Exact copies of the lines from the line containing "Per instance of the antenna" through the last line of the entries below are the whole answer.

== Data to use ==

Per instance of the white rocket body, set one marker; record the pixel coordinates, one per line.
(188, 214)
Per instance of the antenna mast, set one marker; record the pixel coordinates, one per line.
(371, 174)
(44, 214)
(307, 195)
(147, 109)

===

Solution:
Per instance of the antenna mast, set one marker; record the pixel coordinates, one per line.
(371, 174)
(44, 214)
(307, 195)
(147, 109)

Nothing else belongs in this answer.